# "Super-Earth" found...



## zorcarepublic (Jun 14, 2005)

...orbiting Gliese 876(?)

The planet is 7.5 times larger than earth, and is thought to be a terrestrial planet, unlike other previous extrasolar planets, which were all gaseous...

http://www.sltrib.com/nationworld/ci_2800952http://www.sltrib.com/nationworld/ci_2800952


----------



## Tsujigiri (Jun 14, 2005)

Very interesting m8, thanks for sharing.


----------



## Leto (Jun 14, 2005)

And 15 years from here it's not so far, maybe it isn't alone in its system...


----------



## zorcarepublic (Jun 14, 2005)

I'd guess not. If there's one terrestrial planet, there may be more.

I'd hate to land on this new planet though--it'd make it hard for you to walk around or breathe...


----------



## Rane Longfox (Jun 14, 2005)

7.5 times the size of earth?

Eep!

Temperatures of 400-750 Farenheit. Thats a bummer, ain't it


----------



## Brian G Turner (Jun 14, 2005)

Excellent post - go Super Earths.


----------



## Stalker (Jun 15, 2005)

What strange life forms - if any - may inhabit that huge rockball orbiting a red dwarf?


----------



## zorcarepublic (Jun 16, 2005)

It all depends on the atmosphere and so forth. But I'd guess that life would be low on the ground, mainly because if it fell from a height it would break its support structure. Think tortoise rather than giraffe...


----------



## Maryjane (Jun 16, 2005)

*There was a three hour movie on the discovery channel a couple weeks ago about what an earth like planet in another star system may look like and how life may have evolved there in comparison to our dinosaur age. It was animated but it looked so real, awesome movie. It was like that kind of documentary and movie combo. *

*Love*

*Maryjane*


----------



## Stalker (Jun 23, 2005)

(Stated goal 1)
According to the super-Earth forum thread, how many times larger than Earth is the planet?
(Stated goal 2)
Supply what comes next in the super-Earth forum thread, starting from where it stops.
The records come from a separate source.

[Location identification items]
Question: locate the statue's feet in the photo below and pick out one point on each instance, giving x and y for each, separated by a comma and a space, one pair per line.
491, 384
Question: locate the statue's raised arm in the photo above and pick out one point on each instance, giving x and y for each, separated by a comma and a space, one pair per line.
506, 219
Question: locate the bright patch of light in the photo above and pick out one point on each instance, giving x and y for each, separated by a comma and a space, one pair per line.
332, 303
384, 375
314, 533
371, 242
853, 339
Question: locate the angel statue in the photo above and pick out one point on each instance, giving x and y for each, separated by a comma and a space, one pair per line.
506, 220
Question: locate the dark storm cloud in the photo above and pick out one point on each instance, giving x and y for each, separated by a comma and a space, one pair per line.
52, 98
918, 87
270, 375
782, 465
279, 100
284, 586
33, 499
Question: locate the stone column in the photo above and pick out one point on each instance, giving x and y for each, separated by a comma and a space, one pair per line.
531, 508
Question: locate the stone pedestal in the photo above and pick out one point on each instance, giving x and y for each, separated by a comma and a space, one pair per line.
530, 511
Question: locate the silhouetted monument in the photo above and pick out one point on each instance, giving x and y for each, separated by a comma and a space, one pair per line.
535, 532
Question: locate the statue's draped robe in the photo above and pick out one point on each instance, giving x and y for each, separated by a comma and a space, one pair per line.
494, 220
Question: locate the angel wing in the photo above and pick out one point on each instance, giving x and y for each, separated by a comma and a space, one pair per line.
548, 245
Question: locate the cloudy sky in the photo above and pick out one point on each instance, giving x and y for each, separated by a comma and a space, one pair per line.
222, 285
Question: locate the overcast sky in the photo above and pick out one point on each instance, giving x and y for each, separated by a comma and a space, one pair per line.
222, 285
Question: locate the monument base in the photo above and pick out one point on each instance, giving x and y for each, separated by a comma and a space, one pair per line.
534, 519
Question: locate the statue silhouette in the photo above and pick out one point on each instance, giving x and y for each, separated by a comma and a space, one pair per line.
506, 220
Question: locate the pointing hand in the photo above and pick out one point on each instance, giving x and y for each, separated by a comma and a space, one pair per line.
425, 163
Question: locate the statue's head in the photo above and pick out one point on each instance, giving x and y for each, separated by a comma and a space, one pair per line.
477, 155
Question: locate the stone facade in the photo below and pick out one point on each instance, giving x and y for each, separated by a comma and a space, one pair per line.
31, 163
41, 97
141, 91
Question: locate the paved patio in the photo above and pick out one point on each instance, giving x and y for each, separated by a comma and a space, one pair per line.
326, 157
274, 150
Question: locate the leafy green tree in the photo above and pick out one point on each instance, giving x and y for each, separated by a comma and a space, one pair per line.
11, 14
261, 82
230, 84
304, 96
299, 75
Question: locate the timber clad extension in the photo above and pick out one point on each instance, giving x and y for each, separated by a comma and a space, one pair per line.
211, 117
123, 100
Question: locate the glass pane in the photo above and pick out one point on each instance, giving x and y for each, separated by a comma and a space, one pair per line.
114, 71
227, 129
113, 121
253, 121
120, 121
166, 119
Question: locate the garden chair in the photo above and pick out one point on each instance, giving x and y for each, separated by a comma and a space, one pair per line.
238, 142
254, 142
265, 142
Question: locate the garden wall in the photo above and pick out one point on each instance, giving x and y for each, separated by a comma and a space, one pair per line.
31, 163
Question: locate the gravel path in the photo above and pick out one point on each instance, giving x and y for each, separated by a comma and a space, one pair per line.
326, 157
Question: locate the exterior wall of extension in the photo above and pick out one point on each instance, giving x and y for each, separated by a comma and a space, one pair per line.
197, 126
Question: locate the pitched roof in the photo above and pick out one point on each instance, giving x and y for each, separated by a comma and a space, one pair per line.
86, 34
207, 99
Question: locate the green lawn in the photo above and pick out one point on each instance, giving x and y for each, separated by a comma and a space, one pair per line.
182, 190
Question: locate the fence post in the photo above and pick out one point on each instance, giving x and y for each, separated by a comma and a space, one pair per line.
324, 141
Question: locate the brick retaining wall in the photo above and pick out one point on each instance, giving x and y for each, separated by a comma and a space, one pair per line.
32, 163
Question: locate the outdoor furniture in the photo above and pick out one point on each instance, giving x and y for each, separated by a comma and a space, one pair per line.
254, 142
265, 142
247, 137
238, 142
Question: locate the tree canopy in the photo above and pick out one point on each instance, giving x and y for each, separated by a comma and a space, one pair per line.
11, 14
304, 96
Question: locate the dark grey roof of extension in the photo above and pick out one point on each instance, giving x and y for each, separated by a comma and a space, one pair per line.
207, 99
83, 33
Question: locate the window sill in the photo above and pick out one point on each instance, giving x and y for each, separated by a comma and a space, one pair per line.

(Reply 1)
The planet is 7.5 times larger than Earth.

(Reply 2)
Aha, I saw announcements on the Internet. But my cable TV-net doesn't have authority to broadcast Discovery Channel, so I will need a sattelite, or wait to buy it on DVDs, or wait until one of Ukrainian channels purchases the right for that documentary


----------



## Stalker (Jul 4, 2005)

Here is the link to an interesting article giving the schedule of research of Extra-solar planets from the space.

http://www.astrobio.net/news/modules.php?op=modload&name=News&file=article&sid=1081


----------



## PERCON (Jul 22, 2005)

I don't quite know what people expect from another Earth but it sure won't be like our planet, it'd have to be exactly the same distance from it's sun, be the same size (both the planet and sun), and orbit in the same way for the temperature to be the same. Life can develop in ways we couldn't possibly imagine, and we don't need the kind of conditions we have on this planet either. 400-750 Farenheit could mean the development of life that uses the heat to fuel it's body, like snakes etc. I wouldn't be surprised if intelligent life springs up on that planet in a few million years time.

_PERCON_


----------



## Stalker (Aug 8, 2005)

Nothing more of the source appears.